##### Okuma metni
Hatay'da depremzedelerin çadırları kaldırılıyor

Hatay'da deprem konutlarının kuraları "depremin yaraları sarılıyor" diye propaganda edilirken depremzedelerin sorunları devam ediyor. Kentte barınma sorunu sürüyor, temiz suya ulaşmak ise hâlâ zor.

04 Şubat 2024 04:52
Son Güncellenme Tarihi: 04 Şubat 2024 09:30
Paylaş

Volkan PEKAL
Hatay

Cumhurbaşkanı Erdoğan Hatay’da hazırlanan konut kuraları, Hatay Eğitim ve Araştırma Hastanesi ile İskenderun Devlet Hastanesi açılış töreni ve Hatay ilçe belediye başkan adayları tanıtım toplantısı için Hatay’da. Cumhurbaşkanının gelişinden önce depremzedelerin kaldığı çadırlar sökülürken depremden 15 gün sonra da Erdoğan’ın kullanacağı güzergahta asfalt çalışması yapılmıştı. Konut kuralarının “Yaralar sarılıyor” şeklinde reklamı yapılıyor ve kentte pek çok problemin çözüldüğü iddia edilirken kentteki durum ise bundan çok uzak. Hâlâ barınma sorunu yakıcılığını koruyor, temiz suya ulaşmaktaki sıkıntılar sürüyor.

VATANDAŞLAR KENDİ İMKANIYLA BARINIYOR

Hatay’da bir süredir görüntüyü kurtarmak için kaldırılan çadırların görüntülerinin basına yansımasının ardından Hatay Valisi Mustafa Masatlı, geçtiğimiz haftalarda “AFAD İl Müdürlüğümüzün yönetiminde olan herhangi bir çadır kent mevcut değildir” demişti. Açıklamanın ardından AFAD yetkilileri yurttaşların evlerinin önüne kurduğu çadırları polis zoru ile kaldırmaya başladı.

Ancak bu uygulama sorunları ortadan kaldırmıyor. Hatay’da 175 konteyner kent var. Valilik herkese yetecek kadar konteyner olduğunu belirtmesine rağmen kendi imkanları ile barınmaya çalışan çok sayıda vatandaş var. Kötü hava koşulları da depremzedelerin konteynerde yaşamalarını zorlaştırırken çoğu depremzede kendi mahallesinde daha güvende hissediyor. En can yakıcı olan da ev sahibi depremzedelerin 5 bin, kiracıların ise 3 bin TL ödenen kira yardımına muhtaç edilmiş olmaları. Bu rakam bu yıl için ev sahiplerine 7 bin 500, kiracılara 5 bin lira.
##########
##### Veri kesiti
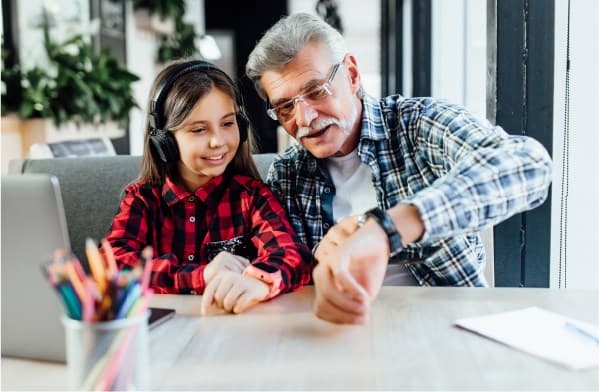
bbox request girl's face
##########
• Yapılacak görevler:
**1.** Hatay'daki depremzedelerle ilgili metne göre aşağıdaki soruları yanıtlayın:
(a) Hatay'da kaç konteyner kent bulunuyor?
(b) Hatay Valisinin adı nedir?
(c) Bu yıl kiracılara ödenen kira yardımı ne kadar?
**2.** Hatay'daki depremzedelerle ilgili metinde "04 Şubat 2024 04:52" sözcüklerinin geçtiği yerden başlayın ve "ulaşmaktaki sıkıntılar sürüyor." sözcüklerinden sonra durun; aradaki bölümü harfi harfine yazın.

• Çözümler:
**1.**
(a) 175
(b) Mustafa Masatlı
(c) 5 bin lira

**2.**
04 Şubat 2024 04:52
Son Güncellenme Tarihi: 04 Şubat 2024 09:30
Paylaş

Volkan PEKAL
Hatay

Cumhurbaşkanı Erdoğan Hatay’da hazırlanan konut kuraları, Hatay Eğitim ve Araştırma Hastanesi ile İskenderun Devlet Hastanesi açılış töreni ve Hatay ilçe belediye başkan adayları tanıtım toplantısı için Hatay’da. Cumhurbaşkanının gelişinden önce depremzedelerin kaldığı çadırlar sökülürken depremden 15 gün sonra da Erdoğan’ın kullanacağı güzergahta asfalt çalışması yapılmıştı. Konut kuralarının “Yaralar sarılıyor” şeklinde reklamı yapılıyor ve kentte pek çok problemin çözüldüğü iddia edilirken kentteki durum ise bundan çok uzak. Hâlâ barınma sorunu yakıcılığını koruyor, temiz suya ulaşmaktaki sıkıntılar sürüyor.